GIVEN PASSAGE

What I see here might be what could be called a spiritual law. There are legal requirements, and then there are sacrifices. If we are doing solely what the Law requires, following the letter, and seeking out the minimum that is necessary for compliance, we have not really sacrificed. We have obeyed. We have achieved the righteousness of the Pharisees, perhaps, but we have not really sacrificed. The sacrificial offering, the truly sacrificial offering, is given as a free gift. It is given. That's key. It is not simply complying to demand, it is a gift. Salvation was not complying with some demand on God's character. Righteousness did not require it of Him. Justice certainly did not require it of Him. Neither did mercy require it of Him. Mercy had been satisfied when we were not destroyed of an instant! No, salvation was not the response of necessity upon God, it was a free gift, given to man simply because God so chose. I was going to say because of God's love, but even love, the most popular of God's attributes, did not require that He do this thing. Love, mercy, righteousness, justice, holiness, all that God is informed His choice, to be sure, but it was, in the end, His choice.

What can be more fitting, then, but that we who have enjoyed this most marvelous free gift of God should choose to offer ourselves back to Him as free gifts? We were once the exclusive property of the devil. We did only as he commanded because we had no choice in the matter. Bound to him by slavery to sin, we served and served and served some more, never doing anything but what sin demanded. Salvation has come! Shall we not, then, freely cast aside those bonds which once held us? Shall we not gladly devote ourselves just as thoroughly to pursuing the pleasure of this Good Master as we once did in chains to that vile tyrant? "I urge you, therefore, brethren, by the mercies of God, to present your bodies a living and holy sacrifice, acceptable to God, your spiritual service of worship" (Ro 12:1). Living, because we have sacrificed the death in which we walked. Holy because He has clothed us in righteousness. Acceptable, because it is given by free will. It is an active choice on our part. Spiritual service, because our choice has entered us into the ranks of the Levites. Worship, because that is the service required of the Levitical brotherhood. And, in all this, we declare Jesus as the first-born! The fulfillment of the birthright, the eternal Chief of the tribes of Heaven.

Dataset entries
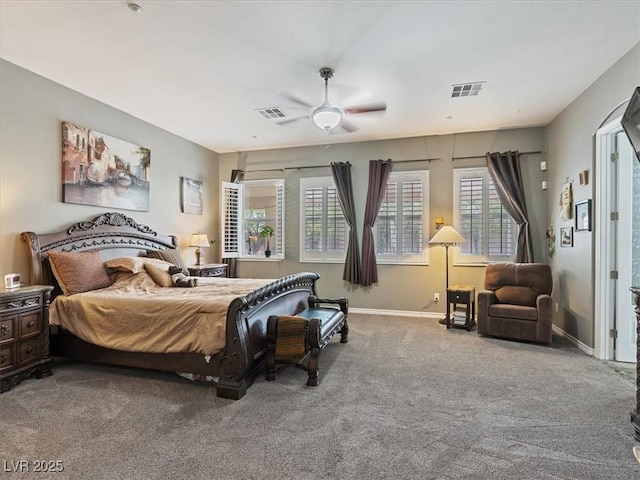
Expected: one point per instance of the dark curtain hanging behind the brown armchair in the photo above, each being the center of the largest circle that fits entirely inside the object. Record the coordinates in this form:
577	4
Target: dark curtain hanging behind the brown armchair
505	172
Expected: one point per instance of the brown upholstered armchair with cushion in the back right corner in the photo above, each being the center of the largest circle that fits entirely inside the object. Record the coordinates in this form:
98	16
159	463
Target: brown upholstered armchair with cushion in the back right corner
516	302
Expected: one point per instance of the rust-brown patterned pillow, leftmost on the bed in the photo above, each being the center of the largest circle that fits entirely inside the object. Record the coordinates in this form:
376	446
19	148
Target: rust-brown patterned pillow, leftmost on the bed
78	272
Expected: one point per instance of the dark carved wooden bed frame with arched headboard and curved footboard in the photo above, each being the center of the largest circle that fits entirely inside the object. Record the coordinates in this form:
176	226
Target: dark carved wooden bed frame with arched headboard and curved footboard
116	236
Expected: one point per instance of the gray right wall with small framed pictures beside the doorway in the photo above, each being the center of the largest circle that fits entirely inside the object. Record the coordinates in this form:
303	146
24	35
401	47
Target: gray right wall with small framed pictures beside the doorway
571	149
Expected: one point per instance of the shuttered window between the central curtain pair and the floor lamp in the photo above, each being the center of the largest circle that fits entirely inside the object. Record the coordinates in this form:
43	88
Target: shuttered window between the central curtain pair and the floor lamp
401	230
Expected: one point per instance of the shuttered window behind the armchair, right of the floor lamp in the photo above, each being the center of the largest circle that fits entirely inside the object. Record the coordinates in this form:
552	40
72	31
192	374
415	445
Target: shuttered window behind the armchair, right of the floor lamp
481	219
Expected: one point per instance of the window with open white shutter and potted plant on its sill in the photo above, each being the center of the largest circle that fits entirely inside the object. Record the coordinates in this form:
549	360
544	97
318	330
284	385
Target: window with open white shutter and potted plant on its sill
247	208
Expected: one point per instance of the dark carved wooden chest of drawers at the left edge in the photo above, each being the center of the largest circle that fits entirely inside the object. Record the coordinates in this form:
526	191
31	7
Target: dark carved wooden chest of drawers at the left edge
24	334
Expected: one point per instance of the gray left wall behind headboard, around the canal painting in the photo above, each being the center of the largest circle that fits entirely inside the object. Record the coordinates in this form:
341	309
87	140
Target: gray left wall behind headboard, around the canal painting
31	116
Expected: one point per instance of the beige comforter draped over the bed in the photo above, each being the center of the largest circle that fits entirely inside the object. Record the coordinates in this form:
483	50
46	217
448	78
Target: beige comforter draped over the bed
135	314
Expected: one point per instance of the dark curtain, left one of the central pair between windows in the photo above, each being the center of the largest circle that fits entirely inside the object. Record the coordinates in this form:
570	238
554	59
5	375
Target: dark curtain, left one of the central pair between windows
342	177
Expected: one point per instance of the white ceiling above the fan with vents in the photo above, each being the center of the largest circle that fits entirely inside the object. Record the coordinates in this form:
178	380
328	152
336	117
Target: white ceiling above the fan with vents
201	68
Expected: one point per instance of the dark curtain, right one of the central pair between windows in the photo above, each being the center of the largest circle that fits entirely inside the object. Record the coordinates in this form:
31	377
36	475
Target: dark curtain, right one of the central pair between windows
378	175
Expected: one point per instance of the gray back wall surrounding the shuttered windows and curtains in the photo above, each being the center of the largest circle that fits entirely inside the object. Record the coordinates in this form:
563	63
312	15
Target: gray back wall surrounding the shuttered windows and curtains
407	288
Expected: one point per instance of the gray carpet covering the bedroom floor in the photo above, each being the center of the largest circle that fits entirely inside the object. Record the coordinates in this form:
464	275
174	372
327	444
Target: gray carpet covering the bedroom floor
405	399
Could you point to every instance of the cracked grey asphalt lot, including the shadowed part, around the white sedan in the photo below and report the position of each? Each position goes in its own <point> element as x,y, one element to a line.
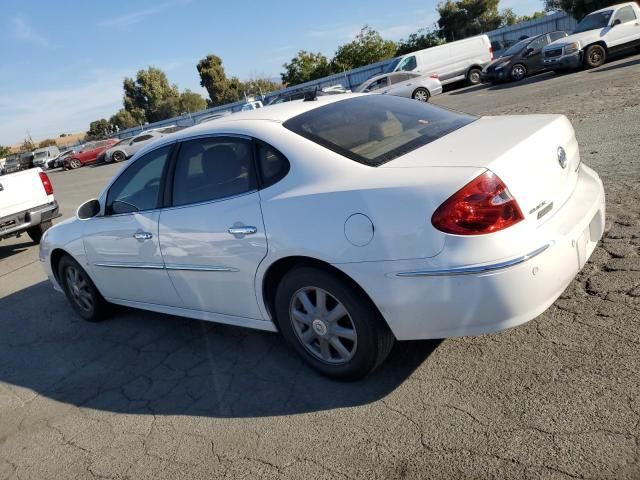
<point>153,396</point>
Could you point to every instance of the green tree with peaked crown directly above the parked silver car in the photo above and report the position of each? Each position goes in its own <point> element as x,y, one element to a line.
<point>368,47</point>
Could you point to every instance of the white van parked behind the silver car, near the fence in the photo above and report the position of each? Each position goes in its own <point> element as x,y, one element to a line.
<point>452,62</point>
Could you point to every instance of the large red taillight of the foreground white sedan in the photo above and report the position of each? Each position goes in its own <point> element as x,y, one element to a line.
<point>483,205</point>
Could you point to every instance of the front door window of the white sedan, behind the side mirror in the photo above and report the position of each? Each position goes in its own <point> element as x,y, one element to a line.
<point>138,188</point>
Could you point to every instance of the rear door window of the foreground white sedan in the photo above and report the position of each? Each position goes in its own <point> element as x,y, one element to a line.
<point>213,168</point>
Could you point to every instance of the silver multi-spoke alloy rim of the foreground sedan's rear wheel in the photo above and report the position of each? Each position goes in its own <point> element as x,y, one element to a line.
<point>323,325</point>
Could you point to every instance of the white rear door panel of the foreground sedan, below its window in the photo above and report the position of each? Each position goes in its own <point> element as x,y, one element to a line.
<point>212,269</point>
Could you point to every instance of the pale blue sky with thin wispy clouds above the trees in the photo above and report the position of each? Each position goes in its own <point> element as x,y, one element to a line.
<point>63,62</point>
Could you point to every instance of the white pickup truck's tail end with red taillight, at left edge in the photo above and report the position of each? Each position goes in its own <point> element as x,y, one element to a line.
<point>26,204</point>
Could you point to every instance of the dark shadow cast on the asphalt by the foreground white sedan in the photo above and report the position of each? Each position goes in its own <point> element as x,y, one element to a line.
<point>148,363</point>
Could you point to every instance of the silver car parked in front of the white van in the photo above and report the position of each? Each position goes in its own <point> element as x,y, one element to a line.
<point>404,84</point>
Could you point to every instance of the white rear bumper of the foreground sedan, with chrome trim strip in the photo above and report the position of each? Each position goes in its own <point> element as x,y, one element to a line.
<point>449,301</point>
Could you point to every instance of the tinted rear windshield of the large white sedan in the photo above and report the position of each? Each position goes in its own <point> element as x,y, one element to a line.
<point>374,129</point>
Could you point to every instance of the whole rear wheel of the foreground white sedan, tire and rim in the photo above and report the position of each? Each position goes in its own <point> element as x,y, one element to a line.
<point>359,328</point>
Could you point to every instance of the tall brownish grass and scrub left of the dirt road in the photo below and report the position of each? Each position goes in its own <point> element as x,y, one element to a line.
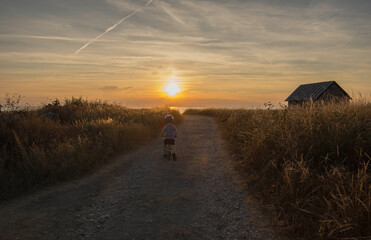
<point>63,141</point>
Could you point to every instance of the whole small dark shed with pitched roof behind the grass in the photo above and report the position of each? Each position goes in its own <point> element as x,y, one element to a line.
<point>321,91</point>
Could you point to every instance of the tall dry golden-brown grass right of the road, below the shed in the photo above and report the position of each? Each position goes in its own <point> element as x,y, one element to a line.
<point>311,164</point>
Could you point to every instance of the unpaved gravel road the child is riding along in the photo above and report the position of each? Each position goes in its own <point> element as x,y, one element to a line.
<point>142,196</point>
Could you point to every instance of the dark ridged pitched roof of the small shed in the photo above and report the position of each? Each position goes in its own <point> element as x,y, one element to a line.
<point>310,91</point>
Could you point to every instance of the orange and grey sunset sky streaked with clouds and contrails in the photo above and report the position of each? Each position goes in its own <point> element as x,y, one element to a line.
<point>220,53</point>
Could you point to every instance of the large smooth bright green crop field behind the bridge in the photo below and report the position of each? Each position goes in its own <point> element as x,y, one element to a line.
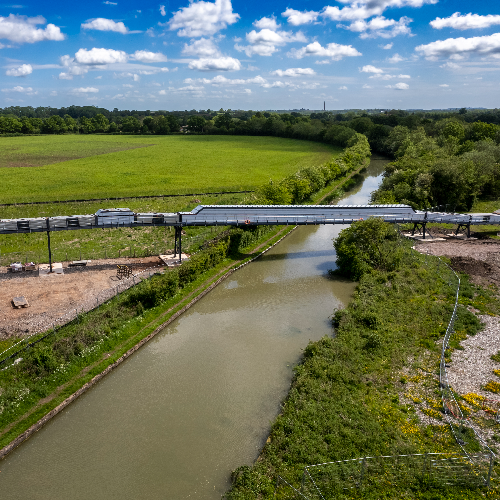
<point>47,168</point>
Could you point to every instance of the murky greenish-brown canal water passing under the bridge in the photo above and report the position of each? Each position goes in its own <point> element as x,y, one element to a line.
<point>197,401</point>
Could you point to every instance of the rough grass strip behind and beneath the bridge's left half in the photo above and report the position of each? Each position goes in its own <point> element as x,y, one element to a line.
<point>94,244</point>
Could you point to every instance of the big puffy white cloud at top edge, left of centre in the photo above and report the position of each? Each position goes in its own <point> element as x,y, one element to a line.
<point>203,18</point>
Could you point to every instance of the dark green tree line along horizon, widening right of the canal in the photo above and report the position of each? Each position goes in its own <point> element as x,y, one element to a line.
<point>440,157</point>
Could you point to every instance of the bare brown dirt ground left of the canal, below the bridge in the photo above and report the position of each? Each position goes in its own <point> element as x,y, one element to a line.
<point>52,296</point>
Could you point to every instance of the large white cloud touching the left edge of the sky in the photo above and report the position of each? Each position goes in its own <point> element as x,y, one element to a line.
<point>22,29</point>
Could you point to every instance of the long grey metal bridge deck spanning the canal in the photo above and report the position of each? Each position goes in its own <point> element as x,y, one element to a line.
<point>248,215</point>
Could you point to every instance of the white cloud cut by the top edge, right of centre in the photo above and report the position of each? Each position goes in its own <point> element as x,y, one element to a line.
<point>365,9</point>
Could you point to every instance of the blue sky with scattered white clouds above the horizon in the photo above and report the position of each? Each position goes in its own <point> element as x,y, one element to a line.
<point>181,54</point>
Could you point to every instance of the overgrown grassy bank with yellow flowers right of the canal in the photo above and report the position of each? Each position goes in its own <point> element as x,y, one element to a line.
<point>352,395</point>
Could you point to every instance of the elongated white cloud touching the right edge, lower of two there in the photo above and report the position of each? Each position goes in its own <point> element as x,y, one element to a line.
<point>460,48</point>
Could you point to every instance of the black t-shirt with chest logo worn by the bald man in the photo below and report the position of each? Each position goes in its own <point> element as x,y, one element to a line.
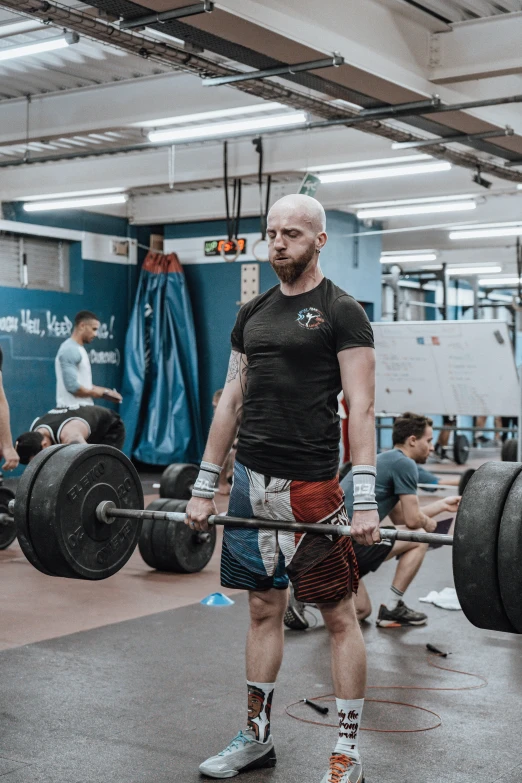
<point>290,424</point>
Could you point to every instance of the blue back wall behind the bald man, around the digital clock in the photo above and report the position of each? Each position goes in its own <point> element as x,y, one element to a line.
<point>215,288</point>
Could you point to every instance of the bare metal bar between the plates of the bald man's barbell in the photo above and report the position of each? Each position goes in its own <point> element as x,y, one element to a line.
<point>107,511</point>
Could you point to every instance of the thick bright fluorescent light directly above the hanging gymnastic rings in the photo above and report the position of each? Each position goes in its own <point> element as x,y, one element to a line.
<point>217,129</point>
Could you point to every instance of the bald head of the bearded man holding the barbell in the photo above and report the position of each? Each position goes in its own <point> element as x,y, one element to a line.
<point>296,234</point>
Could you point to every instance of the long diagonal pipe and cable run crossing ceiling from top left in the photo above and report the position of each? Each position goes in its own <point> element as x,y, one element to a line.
<point>171,54</point>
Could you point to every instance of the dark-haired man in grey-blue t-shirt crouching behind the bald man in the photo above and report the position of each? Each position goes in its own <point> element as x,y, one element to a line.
<point>396,494</point>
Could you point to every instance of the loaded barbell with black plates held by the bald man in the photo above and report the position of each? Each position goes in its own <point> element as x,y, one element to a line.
<point>79,514</point>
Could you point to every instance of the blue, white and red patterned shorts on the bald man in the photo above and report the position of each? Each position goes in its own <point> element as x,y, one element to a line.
<point>321,568</point>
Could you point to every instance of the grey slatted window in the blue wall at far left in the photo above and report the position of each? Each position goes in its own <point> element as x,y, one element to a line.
<point>34,262</point>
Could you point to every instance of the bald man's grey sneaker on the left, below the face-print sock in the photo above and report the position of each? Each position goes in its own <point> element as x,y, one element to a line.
<point>242,754</point>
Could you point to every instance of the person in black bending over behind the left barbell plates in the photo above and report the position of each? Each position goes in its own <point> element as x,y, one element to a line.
<point>79,424</point>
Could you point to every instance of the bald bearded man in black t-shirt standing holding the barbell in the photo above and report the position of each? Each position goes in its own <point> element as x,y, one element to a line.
<point>293,349</point>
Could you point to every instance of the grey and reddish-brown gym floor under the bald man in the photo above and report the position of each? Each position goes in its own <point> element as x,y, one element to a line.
<point>132,680</point>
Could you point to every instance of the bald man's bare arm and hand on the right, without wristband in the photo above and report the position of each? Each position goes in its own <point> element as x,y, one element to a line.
<point>357,367</point>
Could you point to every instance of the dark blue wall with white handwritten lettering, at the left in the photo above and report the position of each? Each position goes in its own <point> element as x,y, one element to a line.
<point>41,320</point>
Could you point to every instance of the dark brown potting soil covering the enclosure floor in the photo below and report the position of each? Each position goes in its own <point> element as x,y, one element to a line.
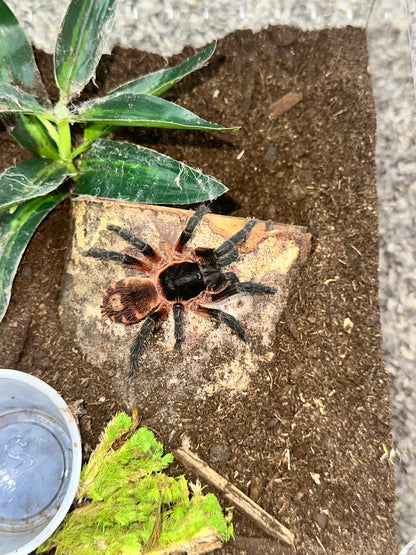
<point>307,439</point>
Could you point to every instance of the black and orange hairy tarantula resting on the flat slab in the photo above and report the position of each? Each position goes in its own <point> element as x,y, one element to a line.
<point>178,282</point>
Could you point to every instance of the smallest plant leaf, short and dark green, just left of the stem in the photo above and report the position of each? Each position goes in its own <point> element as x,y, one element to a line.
<point>30,133</point>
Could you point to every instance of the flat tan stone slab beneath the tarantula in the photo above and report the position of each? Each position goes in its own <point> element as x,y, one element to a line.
<point>212,356</point>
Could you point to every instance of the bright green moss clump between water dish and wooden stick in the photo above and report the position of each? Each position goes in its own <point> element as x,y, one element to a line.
<point>129,506</point>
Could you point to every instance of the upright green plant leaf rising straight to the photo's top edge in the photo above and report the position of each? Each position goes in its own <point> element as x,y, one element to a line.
<point>80,43</point>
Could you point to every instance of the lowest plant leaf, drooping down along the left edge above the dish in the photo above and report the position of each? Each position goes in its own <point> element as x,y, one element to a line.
<point>16,229</point>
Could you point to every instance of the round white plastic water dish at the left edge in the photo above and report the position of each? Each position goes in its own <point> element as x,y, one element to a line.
<point>40,461</point>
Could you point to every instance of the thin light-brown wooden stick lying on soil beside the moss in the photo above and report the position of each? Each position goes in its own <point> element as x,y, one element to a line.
<point>264,520</point>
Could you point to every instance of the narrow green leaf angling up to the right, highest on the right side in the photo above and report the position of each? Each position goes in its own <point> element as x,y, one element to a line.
<point>158,82</point>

EXERCISE SET
#1 Answer these questions using the passage on sacrifice as a free gift.
(a) What kind of righteousness does the passage say we may have achieved if we do solely what the Law requires?
(b) Whose exclusive property does the passage say we once were?
(c) Why does the passage call the sacrifice "Acceptable"?
#2 Carry on the passage on sacrifice as a free gift from the point where it stops, keeping its voice.

SOLVED PROBLEMS
#1
(a) The righteousness of the Pharisees, perhaps.
(b) The devil's.
(c) Because it is given by free will.

#2
There is another spiritual law to be seen in the actions Mary took. She devoted her child to God's service. She is not the first woman in Scripture to do this, nor is God's response to her act different than those who went before her. Hannah would be another example of the principle at hand. Both of these women devoted their child to God, and in both cases, God worked mightily through those children. How we have lost sight of this! We can't even agree whether it's right to baptize a baby, let alone to consciously commit the entire course of his life! Allow me to say this: Neither of these women stopped at this act of devotion. They didn't bring their children to God, and then just leave nature to take its course. Not at all! This was a serious spiritual commitment they had entered into. It wasn't just their children that were bound by the vow their sacrifice entailed. They, too, were bound by it - bound to ensure that the child they had devoted to Him would be truly devoted.

What does that mean? It means that the child must be raised not as her own son, but as God's. It means that the child being raised must be prepared for God. He must be raised in a manner that will bring him to adulthood pure and clean. It means that his training must be such as will make him aware of his calling, that he must be raised knowing that he is exclusively God's, that nothing can have a higher place in his life. He must be trained up in the way he should go. Indeed, he should be thoroughly informed from his earliest years, before we even think him able to think, with the knowledge that his is a life devoted to God from birth.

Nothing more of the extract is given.